Pointing and labeling data:
-=-=-=-=-

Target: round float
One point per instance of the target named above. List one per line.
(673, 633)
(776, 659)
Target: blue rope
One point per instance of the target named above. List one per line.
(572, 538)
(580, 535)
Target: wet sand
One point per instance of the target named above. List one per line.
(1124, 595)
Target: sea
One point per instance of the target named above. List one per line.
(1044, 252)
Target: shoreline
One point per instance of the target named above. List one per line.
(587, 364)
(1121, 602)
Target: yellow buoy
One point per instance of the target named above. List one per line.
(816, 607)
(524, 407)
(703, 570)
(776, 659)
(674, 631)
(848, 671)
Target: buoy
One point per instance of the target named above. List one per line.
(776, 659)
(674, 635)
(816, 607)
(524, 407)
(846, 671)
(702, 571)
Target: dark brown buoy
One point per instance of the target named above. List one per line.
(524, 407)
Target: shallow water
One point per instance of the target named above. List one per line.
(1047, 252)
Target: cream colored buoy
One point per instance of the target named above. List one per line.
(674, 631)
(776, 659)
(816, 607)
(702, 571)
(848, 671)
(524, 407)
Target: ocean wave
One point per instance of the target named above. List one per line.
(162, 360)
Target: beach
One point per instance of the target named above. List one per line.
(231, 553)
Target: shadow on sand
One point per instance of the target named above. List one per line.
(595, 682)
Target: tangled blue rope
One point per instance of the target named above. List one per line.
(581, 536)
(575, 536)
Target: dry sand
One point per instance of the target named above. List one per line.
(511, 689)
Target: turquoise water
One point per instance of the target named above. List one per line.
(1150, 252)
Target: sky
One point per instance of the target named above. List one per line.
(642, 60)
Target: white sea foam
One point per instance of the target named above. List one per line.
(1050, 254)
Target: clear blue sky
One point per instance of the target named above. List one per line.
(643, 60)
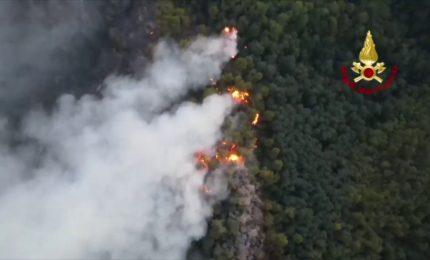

-=-=-=-=-

Repeat the data above word for word, from the line containing "Target: turquoise water" through the end of the data, with both ends included. Leave the pictures out.

Target: turquoise water
One point per instance of the target named above. List one per line.
(1150, 252)
Target: sky
One point per instance of the target named above. List one per line.
(642, 60)
Target: white sea foam
One point per instance of the target named above. List one per line.
(1050, 254)
Target: clear blue sky
One point per instance of the target named above. List one per line.
(643, 60)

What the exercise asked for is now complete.